== INFORMATION PROVIDED ==

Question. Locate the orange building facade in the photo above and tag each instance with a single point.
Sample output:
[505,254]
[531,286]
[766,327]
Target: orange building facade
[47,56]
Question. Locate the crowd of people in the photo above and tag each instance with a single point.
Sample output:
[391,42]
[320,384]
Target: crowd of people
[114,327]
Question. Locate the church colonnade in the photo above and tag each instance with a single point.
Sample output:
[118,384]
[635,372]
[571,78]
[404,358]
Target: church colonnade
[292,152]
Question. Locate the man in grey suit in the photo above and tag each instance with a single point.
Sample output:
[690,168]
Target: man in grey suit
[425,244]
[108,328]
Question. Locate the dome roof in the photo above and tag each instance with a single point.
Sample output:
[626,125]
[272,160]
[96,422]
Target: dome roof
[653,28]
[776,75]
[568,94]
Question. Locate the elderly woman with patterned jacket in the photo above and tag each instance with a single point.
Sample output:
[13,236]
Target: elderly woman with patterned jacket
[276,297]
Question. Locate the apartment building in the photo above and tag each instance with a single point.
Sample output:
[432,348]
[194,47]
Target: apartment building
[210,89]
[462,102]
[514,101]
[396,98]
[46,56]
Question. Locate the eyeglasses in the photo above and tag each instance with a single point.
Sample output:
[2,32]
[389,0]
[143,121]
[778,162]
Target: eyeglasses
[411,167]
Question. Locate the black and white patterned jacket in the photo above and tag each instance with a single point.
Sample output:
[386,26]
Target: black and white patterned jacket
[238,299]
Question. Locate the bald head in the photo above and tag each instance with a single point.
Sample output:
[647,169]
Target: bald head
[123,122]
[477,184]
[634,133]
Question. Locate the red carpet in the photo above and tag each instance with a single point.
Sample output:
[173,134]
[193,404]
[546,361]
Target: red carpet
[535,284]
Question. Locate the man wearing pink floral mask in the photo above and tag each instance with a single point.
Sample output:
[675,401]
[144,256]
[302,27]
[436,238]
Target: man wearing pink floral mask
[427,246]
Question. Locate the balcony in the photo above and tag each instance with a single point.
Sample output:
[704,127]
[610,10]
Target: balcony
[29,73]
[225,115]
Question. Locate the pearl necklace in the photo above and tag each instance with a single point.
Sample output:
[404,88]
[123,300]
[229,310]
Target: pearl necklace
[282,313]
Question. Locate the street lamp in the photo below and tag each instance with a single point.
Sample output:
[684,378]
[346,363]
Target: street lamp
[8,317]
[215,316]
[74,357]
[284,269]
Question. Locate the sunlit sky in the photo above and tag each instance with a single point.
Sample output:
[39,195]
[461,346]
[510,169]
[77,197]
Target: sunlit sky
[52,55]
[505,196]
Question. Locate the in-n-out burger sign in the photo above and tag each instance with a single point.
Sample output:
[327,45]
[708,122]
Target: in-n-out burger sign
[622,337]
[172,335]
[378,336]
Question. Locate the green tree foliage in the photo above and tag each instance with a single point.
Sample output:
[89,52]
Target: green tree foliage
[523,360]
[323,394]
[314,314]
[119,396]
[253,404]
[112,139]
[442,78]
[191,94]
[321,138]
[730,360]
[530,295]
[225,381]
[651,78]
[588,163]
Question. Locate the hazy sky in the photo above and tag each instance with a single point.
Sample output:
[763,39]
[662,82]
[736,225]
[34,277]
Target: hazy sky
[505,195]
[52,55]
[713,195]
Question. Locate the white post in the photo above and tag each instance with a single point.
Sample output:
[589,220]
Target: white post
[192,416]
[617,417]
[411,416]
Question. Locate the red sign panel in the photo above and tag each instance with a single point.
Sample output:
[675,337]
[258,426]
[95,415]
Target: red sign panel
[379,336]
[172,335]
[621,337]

===

● **WHAT YOU ARE ASKED TO DO**:
Give all of the material again, exactly.

● **SOLUTION**:
Question. Locate the orange building facade in the photo above and tag each instance with a single point.
Sample output:
[505,254]
[531,286]
[766,327]
Target: orange building facade
[47,56]
Question. Locate the crowd of people in the photo above and tag each instance with a single point.
Sample output:
[391,42]
[320,384]
Target: crowd of people
[114,327]
Question. Locate the church colonnade in the photo above and tag each instance with a single point.
Sample output:
[118,384]
[635,372]
[571,78]
[404,358]
Target: church colonnade
[292,152]
Question. Locate the man in grey suit in the photo above and tag each instance with a single point.
Sample output:
[690,168]
Target: man in grey suit
[425,244]
[108,328]
Question. Locate the dome roof in the photo above and tag each instance with a single point.
Sample output:
[626,125]
[272,160]
[96,422]
Target: dome roof
[653,28]
[776,75]
[568,94]
Question. Locate the elderly woman with patterned jacket in the photo above and tag each instance with a single point.
Sample output:
[13,236]
Target: elderly woman with patterned jacket
[276,297]
Question. Locate the apartment building in the photo above and tag each instance with a single point.
Sample output:
[432,348]
[194,47]
Target: apartment building
[210,89]
[462,102]
[514,101]
[396,98]
[46,56]
Question. Locate the eyeglasses in the photo above and tag each instance with a single point.
Sample output:
[2,32]
[389,0]
[143,121]
[778,162]
Target: eyeglasses
[411,167]
Question. Locate the black and white patterned jacket in the photo above and tag each instance with a single point.
Sample output:
[386,26]
Target: black and white patterned jacket
[238,299]
Question. Locate the bald head in the photo above and tag each instance with a single point.
Sample output:
[647,169]
Target: bald head
[123,122]
[477,184]
[634,133]
Question. Locate the red carpet in the photo above and tag each instance with a single point.
Sample output:
[173,134]
[193,404]
[546,361]
Target: red carpet
[535,284]
Question. Locate the man wearing pink floral mask in the photo above and tag each instance with a single point.
Sample output:
[675,401]
[144,256]
[302,27]
[436,238]
Target: man wearing pink floral mask
[427,246]
Question. Locate the balcony in the photo above and tag each instance with a single point.
Sample output:
[704,127]
[610,10]
Target: balcony
[29,73]
[225,115]
Question. Locate the pearl necklace in the photo above and tag each instance with a single point.
Sample output:
[404,88]
[123,300]
[229,310]
Target: pearl necklace
[282,313]
Question. Locate the street lamp in the photo below and tag each instance with a single point.
Sample output:
[684,378]
[346,363]
Target: street lamp
[8,317]
[215,316]
[74,357]
[284,269]
Question. Locate the sunlit sky in the photo above and tag each instance with a single point.
Sample output:
[39,195]
[461,346]
[510,169]
[77,197]
Target: sunlit sky
[52,55]
[505,196]
Question. Locate the in-n-out burger sign in the photo above and tag each instance with a single point.
Sample output:
[327,45]
[708,122]
Target: in-n-out burger sign
[622,337]
[172,335]
[378,336]
Question. Locate the green tree foliage in the photo above and tag each instance with a single point.
Sample output:
[89,52]
Target: green tree foliage
[523,360]
[323,394]
[314,314]
[119,396]
[253,404]
[112,139]
[442,78]
[191,94]
[321,138]
[730,360]
[530,295]
[225,381]
[651,78]
[588,163]
Question. Locate the hazy sky in the photo above and tag each instance with a single point.
Sample output:
[763,39]
[662,82]
[736,225]
[34,277]
Target: hazy sky
[505,195]
[52,55]
[713,195]
Question. Locate the white post in the photo above and tag each instance with a single point.
Sample output:
[589,220]
Target: white post
[192,416]
[617,417]
[411,416]
Question. Locate the red sign panel in the photo above and tag each instance with a single point.
Sample output:
[675,337]
[258,426]
[95,415]
Target: red sign panel
[379,336]
[172,335]
[621,337]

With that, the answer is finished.